■ Exercise input
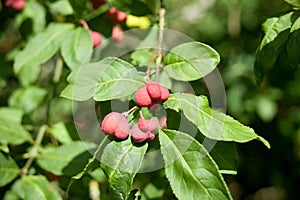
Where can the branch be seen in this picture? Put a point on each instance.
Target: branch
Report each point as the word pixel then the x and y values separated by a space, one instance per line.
pixel 162 13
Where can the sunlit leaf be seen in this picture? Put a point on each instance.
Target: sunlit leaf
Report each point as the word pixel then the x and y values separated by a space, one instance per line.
pixel 110 78
pixel 64 159
pixel 213 124
pixel 38 187
pixel 276 33
pixel 191 61
pixel 191 171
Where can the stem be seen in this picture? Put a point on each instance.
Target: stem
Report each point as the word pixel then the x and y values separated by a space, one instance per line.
pixel 33 152
pixel 162 13
pixel 58 70
pixel 149 67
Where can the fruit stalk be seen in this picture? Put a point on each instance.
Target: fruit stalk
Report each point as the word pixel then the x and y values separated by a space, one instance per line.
pixel 162 13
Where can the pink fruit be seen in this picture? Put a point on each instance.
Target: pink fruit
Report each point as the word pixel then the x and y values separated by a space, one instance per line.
pixel 154 91
pixel 15 4
pixel 115 124
pixel 121 16
pixel 97 3
pixel 138 135
pixel 117 34
pixel 123 129
pixel 163 122
pixel 147 125
pixel 142 97
pixel 164 93
pixel 151 136
pixel 96 37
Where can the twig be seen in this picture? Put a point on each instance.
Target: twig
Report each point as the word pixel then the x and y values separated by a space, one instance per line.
pixel 149 66
pixel 33 152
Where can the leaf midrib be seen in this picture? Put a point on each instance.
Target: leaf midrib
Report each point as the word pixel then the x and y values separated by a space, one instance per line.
pixel 183 100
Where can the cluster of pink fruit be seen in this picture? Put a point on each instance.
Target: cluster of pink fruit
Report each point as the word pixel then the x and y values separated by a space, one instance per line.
pixel 15 4
pixel 117 18
pixel 147 96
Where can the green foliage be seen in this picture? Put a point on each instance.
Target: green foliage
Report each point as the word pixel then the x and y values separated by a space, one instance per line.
pixel 49 63
pixel 121 161
pixel 191 61
pixel 189 168
pixel 38 187
pixel 212 124
pixel 9 170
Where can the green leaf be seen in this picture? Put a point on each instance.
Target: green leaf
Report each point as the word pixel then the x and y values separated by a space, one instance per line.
pixel 9 170
pixel 190 61
pixel 294 42
pixel 110 78
pixel 38 187
pixel 11 114
pixel 91 165
pixel 189 168
pixel 12 132
pixel 226 157
pixel 79 6
pixel 152 192
pixel 294 3
pixel 77 47
pixel 28 98
pixel 60 132
pixel 16 191
pixel 42 46
pixel 28 75
pixel 213 124
pixel 61 160
pixel 276 33
pixel 121 161
pixel 135 7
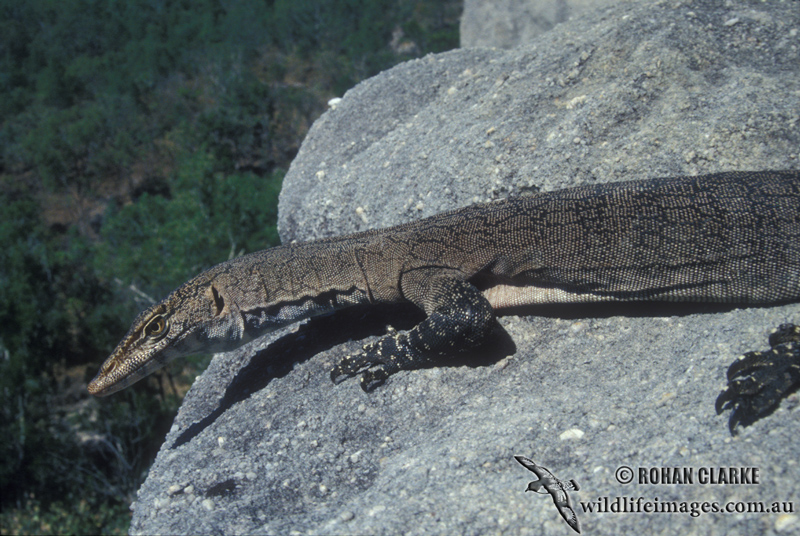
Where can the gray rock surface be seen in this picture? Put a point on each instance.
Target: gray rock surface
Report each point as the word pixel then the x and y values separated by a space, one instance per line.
pixel 264 443
pixel 511 23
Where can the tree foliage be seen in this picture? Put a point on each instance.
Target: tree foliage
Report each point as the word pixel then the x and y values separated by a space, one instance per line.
pixel 142 141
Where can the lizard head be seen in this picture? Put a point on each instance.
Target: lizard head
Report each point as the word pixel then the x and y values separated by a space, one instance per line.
pixel 195 318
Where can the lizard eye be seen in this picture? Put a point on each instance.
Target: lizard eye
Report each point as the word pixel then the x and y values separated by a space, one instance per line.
pixel 156 327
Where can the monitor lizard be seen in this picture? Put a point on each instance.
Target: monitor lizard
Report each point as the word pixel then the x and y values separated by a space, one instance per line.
pixel 727 237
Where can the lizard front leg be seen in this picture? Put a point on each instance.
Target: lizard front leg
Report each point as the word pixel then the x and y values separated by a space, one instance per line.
pixel 459 317
pixel 758 381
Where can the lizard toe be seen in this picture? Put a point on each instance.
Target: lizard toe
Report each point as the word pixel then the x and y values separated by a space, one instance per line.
pixel 758 381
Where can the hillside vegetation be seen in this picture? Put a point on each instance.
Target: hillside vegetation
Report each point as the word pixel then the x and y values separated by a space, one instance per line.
pixel 142 141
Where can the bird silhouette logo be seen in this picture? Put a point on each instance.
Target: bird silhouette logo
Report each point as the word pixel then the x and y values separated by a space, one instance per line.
pixel 548 483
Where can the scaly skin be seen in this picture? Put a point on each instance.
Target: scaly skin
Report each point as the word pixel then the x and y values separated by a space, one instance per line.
pixel 728 237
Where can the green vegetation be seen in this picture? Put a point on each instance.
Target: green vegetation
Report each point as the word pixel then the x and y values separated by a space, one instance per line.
pixel 142 141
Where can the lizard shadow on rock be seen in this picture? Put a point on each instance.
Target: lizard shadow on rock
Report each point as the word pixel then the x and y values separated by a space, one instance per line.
pixel 357 323
pixel 323 333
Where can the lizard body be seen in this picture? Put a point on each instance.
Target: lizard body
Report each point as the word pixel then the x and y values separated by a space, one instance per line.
pixel 728 237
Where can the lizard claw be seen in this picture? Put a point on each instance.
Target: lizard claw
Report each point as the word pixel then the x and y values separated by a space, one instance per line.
pixel 757 381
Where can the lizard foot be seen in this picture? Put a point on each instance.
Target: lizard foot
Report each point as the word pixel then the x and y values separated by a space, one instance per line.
pixel 460 317
pixel 377 361
pixel 758 381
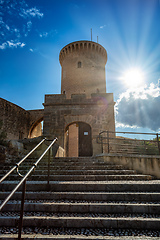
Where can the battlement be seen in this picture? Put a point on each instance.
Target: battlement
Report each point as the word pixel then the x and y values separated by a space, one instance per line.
pixel 82 46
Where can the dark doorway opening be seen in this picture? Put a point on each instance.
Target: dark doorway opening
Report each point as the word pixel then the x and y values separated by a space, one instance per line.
pixel 85 140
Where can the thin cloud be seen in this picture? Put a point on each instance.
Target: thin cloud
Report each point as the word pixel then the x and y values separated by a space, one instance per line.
pixel 48 34
pixel 16 22
pixel 139 108
pixel 32 12
pixel 12 44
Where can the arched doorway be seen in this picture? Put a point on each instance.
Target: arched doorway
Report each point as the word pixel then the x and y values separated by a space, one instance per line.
pixel 78 140
pixel 36 129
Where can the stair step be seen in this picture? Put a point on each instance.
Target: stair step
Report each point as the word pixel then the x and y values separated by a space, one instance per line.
pixel 84 222
pixel 79 234
pixel 152 197
pixel 84 177
pixel 79 172
pixel 91 199
pixel 104 186
pixel 85 207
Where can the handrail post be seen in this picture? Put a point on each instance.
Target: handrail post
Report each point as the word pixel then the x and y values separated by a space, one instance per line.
pixel 49 158
pixel 108 140
pixel 22 211
pixel 158 143
pixel 101 143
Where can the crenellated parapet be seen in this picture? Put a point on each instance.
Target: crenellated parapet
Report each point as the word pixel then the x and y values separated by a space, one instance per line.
pixel 83 46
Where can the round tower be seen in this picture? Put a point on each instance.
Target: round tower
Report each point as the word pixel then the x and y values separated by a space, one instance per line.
pixel 83 68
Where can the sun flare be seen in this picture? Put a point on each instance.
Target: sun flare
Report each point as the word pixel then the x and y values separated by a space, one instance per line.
pixel 133 78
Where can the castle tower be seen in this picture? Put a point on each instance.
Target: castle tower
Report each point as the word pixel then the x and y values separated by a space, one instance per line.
pixel 83 68
pixel 83 109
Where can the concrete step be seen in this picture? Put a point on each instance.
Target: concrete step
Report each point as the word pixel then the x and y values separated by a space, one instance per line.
pixel 80 234
pixel 135 197
pixel 84 222
pixel 78 167
pixel 35 177
pixel 86 186
pixel 50 207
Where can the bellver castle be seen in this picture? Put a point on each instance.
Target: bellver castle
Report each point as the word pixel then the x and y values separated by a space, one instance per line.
pixel 79 113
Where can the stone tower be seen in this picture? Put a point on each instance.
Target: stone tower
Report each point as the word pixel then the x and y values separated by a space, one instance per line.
pixel 83 68
pixel 83 109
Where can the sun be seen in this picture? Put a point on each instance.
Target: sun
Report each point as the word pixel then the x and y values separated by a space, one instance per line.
pixel 133 77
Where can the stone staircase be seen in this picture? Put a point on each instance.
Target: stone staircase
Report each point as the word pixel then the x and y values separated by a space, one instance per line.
pixel 86 199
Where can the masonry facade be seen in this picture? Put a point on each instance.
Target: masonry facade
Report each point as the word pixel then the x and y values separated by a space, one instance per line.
pixel 79 113
pixel 83 109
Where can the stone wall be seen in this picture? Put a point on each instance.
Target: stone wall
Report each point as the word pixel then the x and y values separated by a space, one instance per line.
pixel 83 68
pixel 142 163
pixel 17 122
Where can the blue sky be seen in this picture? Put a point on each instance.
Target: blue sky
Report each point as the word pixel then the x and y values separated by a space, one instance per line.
pixel 32 33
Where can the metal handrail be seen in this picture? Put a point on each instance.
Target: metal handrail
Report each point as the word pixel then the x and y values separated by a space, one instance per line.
pixel 24 178
pixel 18 164
pixel 23 181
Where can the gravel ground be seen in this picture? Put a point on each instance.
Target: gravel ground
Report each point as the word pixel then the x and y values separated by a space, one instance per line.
pixel 82 231
pixel 82 201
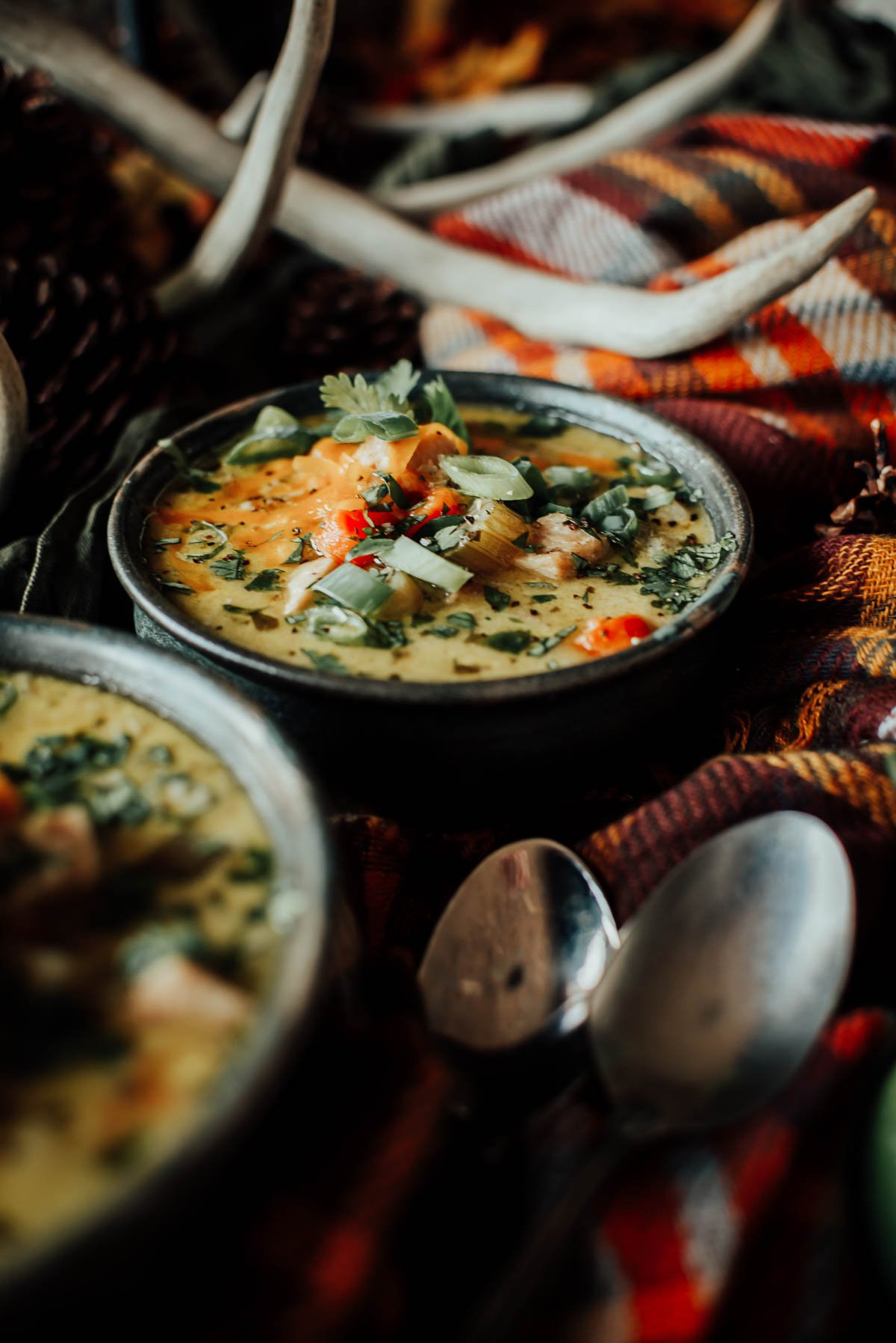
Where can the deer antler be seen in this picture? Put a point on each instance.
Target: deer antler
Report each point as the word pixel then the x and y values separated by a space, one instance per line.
pixel 243 217
pixel 352 230
pixel 13 417
pixel 635 121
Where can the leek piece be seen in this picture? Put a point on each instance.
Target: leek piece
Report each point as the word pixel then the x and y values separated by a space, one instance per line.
pixel 426 565
pixel 354 587
pixel 485 542
pixel 335 624
pixel 487 477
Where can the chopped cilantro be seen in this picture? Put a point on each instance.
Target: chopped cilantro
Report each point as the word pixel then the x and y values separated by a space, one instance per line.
pixel 265 582
pixel 509 641
pixel 230 567
pixel 496 598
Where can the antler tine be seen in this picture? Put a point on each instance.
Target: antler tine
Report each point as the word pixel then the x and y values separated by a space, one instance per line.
pixel 352 230
pixel 13 418
pixel 238 120
pixel 512 113
pixel 245 215
pixel 635 121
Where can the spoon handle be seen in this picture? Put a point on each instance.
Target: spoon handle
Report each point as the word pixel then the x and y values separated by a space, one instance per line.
pixel 586 1178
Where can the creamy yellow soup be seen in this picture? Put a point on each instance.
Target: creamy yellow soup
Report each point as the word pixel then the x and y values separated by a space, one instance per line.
pixel 249 550
pixel 134 878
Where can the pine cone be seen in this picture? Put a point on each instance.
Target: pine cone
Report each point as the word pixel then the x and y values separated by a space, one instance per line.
pixel 344 320
pixel 92 353
pixel 57 195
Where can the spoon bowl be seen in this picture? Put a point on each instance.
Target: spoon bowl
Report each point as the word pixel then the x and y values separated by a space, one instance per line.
pixel 727 974
pixel 517 951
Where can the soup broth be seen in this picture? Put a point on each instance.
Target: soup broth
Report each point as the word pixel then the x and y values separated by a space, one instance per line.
pixel 561 545
pixel 134 943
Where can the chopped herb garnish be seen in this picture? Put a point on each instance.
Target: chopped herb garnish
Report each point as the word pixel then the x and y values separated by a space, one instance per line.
pixel 265 582
pixel 615 574
pixel 671 582
pixel 509 641
pixel 206 535
pixel 230 565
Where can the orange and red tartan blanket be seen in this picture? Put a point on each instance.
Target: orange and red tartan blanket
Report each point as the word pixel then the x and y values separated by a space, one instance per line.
pixel 756 1233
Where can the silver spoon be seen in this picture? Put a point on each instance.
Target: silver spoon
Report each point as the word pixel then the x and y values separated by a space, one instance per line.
pixel 517 952
pixel 724 979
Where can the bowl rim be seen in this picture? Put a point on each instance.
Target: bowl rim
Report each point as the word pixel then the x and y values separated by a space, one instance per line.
pixel 582 406
pixel 181 693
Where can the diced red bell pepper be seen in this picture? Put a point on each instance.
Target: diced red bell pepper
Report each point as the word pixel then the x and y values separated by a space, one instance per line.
pixel 344 528
pixel 612 636
pixel 440 503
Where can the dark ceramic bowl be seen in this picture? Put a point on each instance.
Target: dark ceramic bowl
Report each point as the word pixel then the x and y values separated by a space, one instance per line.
pixel 284 797
pixel 484 742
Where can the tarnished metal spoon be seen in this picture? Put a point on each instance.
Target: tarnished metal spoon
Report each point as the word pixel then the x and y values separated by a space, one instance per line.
pixel 723 982
pixel 519 950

■ Aim
Format the entries from their beginning up to and including the line with "pixel 191 171" as a numbered list, omitting blank lines and the pictures.

■ Worked solution
1. Where can the branch be seen in this picture? Put a point on each instance.
2. Target: branch
3. Report each point as the word pixel then the x and y values separated by a space, one instance per line.
4. pixel 162 13
5. Where can the sunlit leaf be seen in this picture? Put a point on each instance.
6. Target: sunlit leaf
7. Report each point as the word pixel then the x and y values separated by a space, one instance per line.
8. pixel 110 78
9. pixel 64 159
10. pixel 213 124
11. pixel 38 187
12. pixel 276 33
13. pixel 191 61
14. pixel 191 171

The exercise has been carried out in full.